:: Votre travail ::
(1) Reproduisez à l'identique les lignes du listing, de celle qui contient « Where is the pine » jusqu'à la fin du listing, bornes comprises.
(2) Reprenez l'extrait sur les débuts d'Aldi et poursuivez-le à partir de sa dernière phrase, s'il vous plaît.

La fin de la Seconde Guerre mondiale et le retour de la “liberté de circulation” ont marqué le début de la société de consommation moderne que nous connaissons aujourd’hui. Avec l’augmentation de l’emploi et un entrain général, le principe du magasin a commencé à s’étendre et à se diversifier rapidement. Au cours des cinquante années suivantes, le consommateur va se trouver confronté à une abondance de choix et entrer de plain-pied dans l’ère de la démesure !

Plongez dans les magasins de l’époque avec notre playlist de la fin du 20e siècle !

Marchés, supermarchés, hypermarchés !

Est-ce le manque de nourriture dans toute l’Europe pendant la guerre qui a créé la base de la pratique des remises ? C’est fort possible ! Ou est-ce le faible pouvoir d’achat d’une population vaincue qui a fait germer cette idée dans l’esprit des frères Albrecht ? Presque certainement ! Lorsque Théo et Karl Albrecht ont repris le petit magasin de 100 m² de leur mère en 1946, personne ne s’attendait à ce qu’ils transforment radicalement le monde du commerce de détail; mais c’est exactement ce qu’ils ont fait…

Les frères ont d’abord été contraints par les quantités limitées de produits. Inspirés par la politique de consommation économe de l’après-guerre en Allemagne, ils ont opté pour le minimalisme plutôt que pour le point de vente moderne et innovant qu’ils avaient espéré lors de la reprise de l’entreprise. La vie dans l’Allemagne de l’après-guerre était difficile et a influencé la façon dont les frères ont fait des affaires. Ils avaient eux-mêmes peu d’argent et ne pouvaient se permettre d’offrir que des produits de base. Cependant, les choses ont changé pour les deux frères, un peu par hasard, lorsqu’ils sont tombés sur un modèle d’entreprise brillant : offrir les produits de base à un prix bon marché, et les gens viendront. Dès le début, ils ont commencé à réduire les coûts et le gaspillage, notamment en supprimant ce qui était jusqu’alors monnaie courante dans les magasins d’alimentation : le caissier. Les frères Albrecht ont repris la tradition américaine du libre-service, ce qui leur a permis de réduire encore les coûts. C’est une pratique qu’Aldi utilise encore aujourd’hui en demandant aux clients d’emballer eux-mêmes leurs courses !

Entrées pour localiser des objets nommés:
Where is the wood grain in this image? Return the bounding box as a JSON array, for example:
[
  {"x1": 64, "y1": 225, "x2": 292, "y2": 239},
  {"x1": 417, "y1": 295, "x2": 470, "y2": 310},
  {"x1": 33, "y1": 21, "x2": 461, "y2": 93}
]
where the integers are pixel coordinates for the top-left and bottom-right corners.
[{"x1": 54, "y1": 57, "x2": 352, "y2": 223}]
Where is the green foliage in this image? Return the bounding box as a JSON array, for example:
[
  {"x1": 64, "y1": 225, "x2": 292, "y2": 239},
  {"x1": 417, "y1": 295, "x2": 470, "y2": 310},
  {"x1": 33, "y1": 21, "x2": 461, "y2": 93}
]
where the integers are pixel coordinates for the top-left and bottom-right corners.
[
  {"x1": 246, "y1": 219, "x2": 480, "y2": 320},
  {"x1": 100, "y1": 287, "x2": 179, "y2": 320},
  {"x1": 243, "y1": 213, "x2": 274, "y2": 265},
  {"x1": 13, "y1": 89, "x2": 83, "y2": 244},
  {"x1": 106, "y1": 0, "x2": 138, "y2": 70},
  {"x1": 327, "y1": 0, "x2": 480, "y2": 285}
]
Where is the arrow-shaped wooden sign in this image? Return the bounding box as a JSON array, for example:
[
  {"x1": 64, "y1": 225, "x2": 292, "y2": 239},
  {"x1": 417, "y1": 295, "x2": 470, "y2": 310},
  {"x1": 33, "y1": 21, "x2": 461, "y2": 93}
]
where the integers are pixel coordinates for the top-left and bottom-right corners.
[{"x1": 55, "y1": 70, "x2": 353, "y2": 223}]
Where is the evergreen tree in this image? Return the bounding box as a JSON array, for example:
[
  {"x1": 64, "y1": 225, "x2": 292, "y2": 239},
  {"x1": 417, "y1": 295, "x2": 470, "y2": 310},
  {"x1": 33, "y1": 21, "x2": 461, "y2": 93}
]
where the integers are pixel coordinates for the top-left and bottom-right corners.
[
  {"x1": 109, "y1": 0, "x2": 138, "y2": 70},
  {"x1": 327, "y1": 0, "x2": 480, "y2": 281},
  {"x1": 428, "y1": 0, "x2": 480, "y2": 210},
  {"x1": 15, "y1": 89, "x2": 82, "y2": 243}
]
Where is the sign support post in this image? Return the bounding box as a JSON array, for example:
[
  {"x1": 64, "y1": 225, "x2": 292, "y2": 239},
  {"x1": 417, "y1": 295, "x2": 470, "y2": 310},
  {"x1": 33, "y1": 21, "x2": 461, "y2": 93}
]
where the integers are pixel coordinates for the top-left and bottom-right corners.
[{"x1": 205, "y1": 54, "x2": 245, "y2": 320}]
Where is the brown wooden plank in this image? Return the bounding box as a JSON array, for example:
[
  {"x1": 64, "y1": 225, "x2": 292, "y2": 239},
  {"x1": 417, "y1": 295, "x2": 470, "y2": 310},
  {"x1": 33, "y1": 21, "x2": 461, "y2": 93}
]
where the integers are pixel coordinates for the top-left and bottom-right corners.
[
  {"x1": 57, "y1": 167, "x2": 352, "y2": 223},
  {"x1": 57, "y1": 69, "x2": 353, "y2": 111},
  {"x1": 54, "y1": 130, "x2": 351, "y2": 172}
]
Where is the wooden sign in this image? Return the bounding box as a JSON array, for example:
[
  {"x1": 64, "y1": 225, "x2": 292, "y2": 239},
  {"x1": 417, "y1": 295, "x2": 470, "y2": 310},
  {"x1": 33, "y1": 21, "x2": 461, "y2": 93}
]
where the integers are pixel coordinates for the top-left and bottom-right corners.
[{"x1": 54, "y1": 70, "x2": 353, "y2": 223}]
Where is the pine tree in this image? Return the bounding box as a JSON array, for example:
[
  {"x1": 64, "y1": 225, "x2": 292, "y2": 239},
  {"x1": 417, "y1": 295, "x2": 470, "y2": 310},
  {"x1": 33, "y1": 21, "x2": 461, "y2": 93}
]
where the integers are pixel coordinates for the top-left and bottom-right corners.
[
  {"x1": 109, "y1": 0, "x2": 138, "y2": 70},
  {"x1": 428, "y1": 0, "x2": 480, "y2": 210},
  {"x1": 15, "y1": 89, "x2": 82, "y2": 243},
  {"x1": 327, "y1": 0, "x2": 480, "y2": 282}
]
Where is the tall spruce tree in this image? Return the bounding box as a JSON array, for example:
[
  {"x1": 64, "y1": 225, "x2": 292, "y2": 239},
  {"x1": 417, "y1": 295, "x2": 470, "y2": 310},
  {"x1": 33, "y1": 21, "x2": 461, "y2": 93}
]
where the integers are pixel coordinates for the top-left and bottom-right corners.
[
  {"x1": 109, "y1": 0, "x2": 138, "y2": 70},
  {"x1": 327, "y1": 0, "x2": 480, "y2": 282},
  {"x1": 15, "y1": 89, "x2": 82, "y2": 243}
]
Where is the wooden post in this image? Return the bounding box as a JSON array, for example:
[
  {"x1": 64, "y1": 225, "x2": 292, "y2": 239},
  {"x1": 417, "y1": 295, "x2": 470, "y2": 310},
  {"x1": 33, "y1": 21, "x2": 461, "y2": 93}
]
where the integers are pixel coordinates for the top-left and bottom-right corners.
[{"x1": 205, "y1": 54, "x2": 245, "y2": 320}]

:: Réponses par consigne ::
(1)
Where is the pine tree in this image? Return the bounding box as a JSON array, for example:
[
  {"x1": 64, "y1": 225, "x2": 292, "y2": 239},
  {"x1": 417, "y1": 295, "x2": 470, "y2": 310},
  {"x1": 33, "y1": 21, "x2": 461, "y2": 93}
]
where the integers are pixel coordinates for the top-left and bottom-right corners.
[
  {"x1": 109, "y1": 0, "x2": 138, "y2": 70},
  {"x1": 428, "y1": 0, "x2": 480, "y2": 210},
  {"x1": 15, "y1": 89, "x2": 82, "y2": 243},
  {"x1": 327, "y1": 0, "x2": 480, "y2": 282}
]
Where is the tall spruce tree in this image? Return the bounding box as a JSON array, for example:
[
  {"x1": 64, "y1": 225, "x2": 292, "y2": 239},
  {"x1": 417, "y1": 295, "x2": 470, "y2": 310},
  {"x1": 33, "y1": 21, "x2": 461, "y2": 93}
]
where the integers are pixel coordinates for the top-left and bottom-right corners.
[
  {"x1": 109, "y1": 0, "x2": 138, "y2": 70},
  {"x1": 327, "y1": 0, "x2": 480, "y2": 282},
  {"x1": 15, "y1": 89, "x2": 82, "y2": 243}
]
Where is the wooden post in this image? Return the bounding box as a JSON array, for example:
[
  {"x1": 64, "y1": 225, "x2": 292, "y2": 239},
  {"x1": 417, "y1": 295, "x2": 470, "y2": 310},
  {"x1": 33, "y1": 21, "x2": 461, "y2": 93}
]
where the integers are pixel coordinates for the top-left and bottom-right corners.
[{"x1": 205, "y1": 54, "x2": 245, "y2": 320}]

(2)
Au Canada et aux États-Unis, les supermarchés se sont rapidement multipliés avec l’essor de l’automobile et le développement des banlieues après la Seconde Guerre mondiale. Quelques années plus tard, ils ont commencé à se développer en hypermarchés dans le monde entier, poussant les modèles précédents à l’extrême. En France, la chaîne de supermarchés Carrefour a installé le premier de ces nouveaux géants à Sainte-Geneviève-des-Bois. Ce nouveau format comprenait 18 caisses automatiques avec tapis roulants, 400 places de parking, une pompe à essence, des files et des files de chariots de supermarché, de nombreuses offres spéciales et des prix bas. Mais surtout, les produits frais, l’épicerie, le textile et l’électroménager réunis sous un même toit constituaient une combinaison parfaite de choix et de disponibilité. L’expérience client dans les supermarchés s’est améliorée pour une population active qui n’a pas de temps à perdre et qui souhaite tout trouver sous un même toit. Les journées de travail s’allongeant, il était également temps de prendre des mesures concernant les heures d’ouverture des magasins. En 1946, la chaîne de magasins de proximité “7 Eleven” a introduit les premières heures d’ouverture étendues de 7h à 23h et le fameux “sept jours sur sept”, révolutionnant ainsi l’expérience du client.

La révolution des paiements

Au cours de cette période, une autre révolution majeure se prépare. En 1949, Frank McNamara et son associé Ralph Schneider ont créé le premier exemple de carte de crédit, le “Diner’s Club”, qui permettait à 200 membres de dîner à crédit dans 27 restaurants new-yorkais. Peu après l’apparition de la carte Diner’s Club, la Bank of America a lancé la première version de la carte de crédit, afin de permettre aux utilisateurs de reporter le solde de leur carte de crédit d’un mois à l’autre. En 1966, ils ont lancé la célèbre BankAmericard.

Cette nouvelle façon de payer nous ramène en 1969, lorsque la bande magnétique moderne a été inventée par un ingénieur d’IBM nommé Forrest Parry. Il a créé un moyen de coller une bande magnétique sur une carte en plastique et l’invention a rapidement été adoptée par les sociétés de cartes de crédit comme un outil à la fois pratique et sûr.

Cette révolution des paiements a connu une transformation encore plus importante lorsque le premier distributeur automatique de billets a été installé, en 1967, par la banque Barclays, dans le nord de Londres, par John Shepherd-Barron et son équipe. Barron était frustré de ne pas pouvoir encaisser ses chèques après la fermeture des banques (ce qui était souvent le seul moment où il pouvait le faire). nspiré par l’idée des distributeurs automatiques de chocolat, il a eu l’idée de créer une machine qui distribuerait de l’argent au lieu de chocolat !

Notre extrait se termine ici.